Cette audacieuse se moque des marées, des tempêtes, suit des têtes fortes qui s’imposent et sont des chefs de file. Danaé vivra toutes les épreuves et tous les soubresauts de son époque. « Selon nos archives, elle est née cinq ans avant le Massacre des Premiers hommes et décédée quatre ans avant la Grande Rotation. On nous dit qu’elle a été enfant du rivage, naufrageuse sans scrupules, secoureuse sans limites, fille de pilotes, mère d’orphelins, héritière d’une arme dont elle ne sut jamais se servir à temps. » (p.10)
Elle débutera dans la vie en s’attachant à Énoc Martel, un citoyen qui ne sait rien faire de ses mains sinon manier l’épée et tenir de beaux discours. Il finira par se faire enseignant itinérant, apprenant à lire et à écrire aux enfants.
Danaé est notre guide même si nous la perdons de vue de temps en temps entre deux marées. Elle nage et plonge dans les vagues les plus affolantes et revient sur terre avec des images et des connaissances que nul ne possède.
Sa véritable aventure débutera quand elle devient la compagne de Renaud Bertiz, un pilleur d’épaves. Les deux feront équipe. Mais comme la vie est fragile, cette union durera le temps de quelques saisons. Il y aura aussi le poète de la cité Artimon Phélan qui lui permettra d’apprendre les convenances et les bonnes manières, surtout l’art de ne rien faire de ses jours. Enfin, elle vivra un lien solide avec Jacques Duval, son dernier amoureux, un pilote qui guide les vaisseaux entre les écueils de la côte pour les empêcher de faire naufrage. Danaé passera ainsi de pilleuse d’épaves à compagne d’un capitaine qui sauve nombre de navires du désastre.

^^^^

- _TÂCHE DONNÉE 1_:
Relevez chaque ligne des enregistrements ci-dessous qui contient le mot « chair », en tenant compte de la casse.

^^^^

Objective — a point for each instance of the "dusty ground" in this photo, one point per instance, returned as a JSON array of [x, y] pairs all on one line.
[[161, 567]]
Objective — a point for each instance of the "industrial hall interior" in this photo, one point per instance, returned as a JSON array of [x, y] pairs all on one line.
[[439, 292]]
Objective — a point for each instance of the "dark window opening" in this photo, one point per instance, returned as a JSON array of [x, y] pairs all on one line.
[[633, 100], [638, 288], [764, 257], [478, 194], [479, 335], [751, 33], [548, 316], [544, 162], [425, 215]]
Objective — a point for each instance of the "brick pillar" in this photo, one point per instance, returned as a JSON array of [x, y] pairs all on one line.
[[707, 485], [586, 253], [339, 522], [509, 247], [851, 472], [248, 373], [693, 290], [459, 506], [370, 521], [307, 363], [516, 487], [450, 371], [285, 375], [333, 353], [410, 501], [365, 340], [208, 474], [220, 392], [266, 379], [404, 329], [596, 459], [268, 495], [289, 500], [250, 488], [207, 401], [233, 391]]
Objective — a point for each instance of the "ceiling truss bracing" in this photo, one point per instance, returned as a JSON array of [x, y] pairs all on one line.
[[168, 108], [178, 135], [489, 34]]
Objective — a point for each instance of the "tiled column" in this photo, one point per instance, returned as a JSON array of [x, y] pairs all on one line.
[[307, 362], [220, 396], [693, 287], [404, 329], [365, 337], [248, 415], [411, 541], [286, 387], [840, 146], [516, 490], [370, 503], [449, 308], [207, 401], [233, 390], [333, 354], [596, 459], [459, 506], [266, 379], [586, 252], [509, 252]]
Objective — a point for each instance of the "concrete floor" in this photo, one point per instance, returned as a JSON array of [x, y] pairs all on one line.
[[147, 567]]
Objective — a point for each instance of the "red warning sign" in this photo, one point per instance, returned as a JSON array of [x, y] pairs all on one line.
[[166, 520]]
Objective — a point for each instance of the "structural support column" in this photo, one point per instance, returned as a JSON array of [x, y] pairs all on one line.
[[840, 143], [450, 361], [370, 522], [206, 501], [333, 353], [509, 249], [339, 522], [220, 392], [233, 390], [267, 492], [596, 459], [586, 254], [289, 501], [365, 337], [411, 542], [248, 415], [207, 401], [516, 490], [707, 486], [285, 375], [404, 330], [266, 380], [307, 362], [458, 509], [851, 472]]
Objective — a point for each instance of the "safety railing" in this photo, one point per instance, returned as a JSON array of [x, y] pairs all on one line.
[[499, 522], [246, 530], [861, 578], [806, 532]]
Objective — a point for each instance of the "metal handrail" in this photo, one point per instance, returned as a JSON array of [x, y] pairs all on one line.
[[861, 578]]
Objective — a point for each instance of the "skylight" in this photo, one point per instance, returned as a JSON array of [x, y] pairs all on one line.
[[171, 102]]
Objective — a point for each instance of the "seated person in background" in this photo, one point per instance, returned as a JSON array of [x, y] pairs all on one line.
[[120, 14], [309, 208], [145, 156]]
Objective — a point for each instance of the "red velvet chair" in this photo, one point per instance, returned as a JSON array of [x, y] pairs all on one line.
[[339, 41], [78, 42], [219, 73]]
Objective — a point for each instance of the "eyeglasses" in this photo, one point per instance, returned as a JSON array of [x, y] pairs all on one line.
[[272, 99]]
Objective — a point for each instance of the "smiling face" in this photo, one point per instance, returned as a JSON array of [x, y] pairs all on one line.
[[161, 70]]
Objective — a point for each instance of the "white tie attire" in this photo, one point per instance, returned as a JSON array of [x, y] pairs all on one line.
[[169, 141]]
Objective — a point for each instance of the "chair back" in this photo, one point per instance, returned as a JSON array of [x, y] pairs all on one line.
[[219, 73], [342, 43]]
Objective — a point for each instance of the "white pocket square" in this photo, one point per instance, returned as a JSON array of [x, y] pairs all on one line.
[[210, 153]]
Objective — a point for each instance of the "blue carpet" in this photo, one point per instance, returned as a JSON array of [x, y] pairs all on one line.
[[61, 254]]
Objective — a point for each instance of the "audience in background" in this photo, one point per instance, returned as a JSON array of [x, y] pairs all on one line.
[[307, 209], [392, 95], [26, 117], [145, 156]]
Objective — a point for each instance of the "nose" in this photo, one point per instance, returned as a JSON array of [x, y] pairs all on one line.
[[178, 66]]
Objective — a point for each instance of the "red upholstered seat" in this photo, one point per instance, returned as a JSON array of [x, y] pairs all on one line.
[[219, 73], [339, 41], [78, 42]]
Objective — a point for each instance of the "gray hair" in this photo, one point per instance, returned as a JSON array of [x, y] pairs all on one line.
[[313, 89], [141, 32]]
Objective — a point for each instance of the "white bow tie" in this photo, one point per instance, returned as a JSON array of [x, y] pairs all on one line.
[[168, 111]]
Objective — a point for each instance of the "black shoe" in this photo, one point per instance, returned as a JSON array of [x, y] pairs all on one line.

^^^^

- _TÂCHE DONNÉE 2_:
Restituez mot pour mot le passage du texte sur Danaé qui s'ouvre sur les mots contenant « Sa véritable aventure » et se clôt sur « navires du désastre. ».

- _RÉPONSE ATTENDUE 1_:
Objective — a point for each instance of the "red velvet chair" in this photo, one point per instance, returned as a JSON array of [x, y] pairs all on one line.
Objective — a point for each instance of the "chair back" in this photo, one point per instance, returned as a JSON array of [x, y] pairs all on one line.

- _RÉPONSE ATTENDUE 2_:
Sa véritable aventure débutera quand elle devient la compagne de Renaud Bertiz, un pilleur d’épaves. Les deux feront équipe. Mais comme la vie est fragile, cette union durera le temps de quelques saisons. Il y aura aussi le poète de la cité Artimon Phélan qui lui permettra d’apprendre les convenances et les bonnes manières, surtout l’art de ne rien faire de ses jours. Enfin, elle vivra un lien solide avec Jacques Duval, son dernier amoureux, un pilote qui guide les vaisseaux entre les écueils de la côte pour les empêcher de faire naufrage. Danaé passera ainsi de pilleuse d’épaves à compagne d’un capitaine qui sauve nombre de navires du désastre.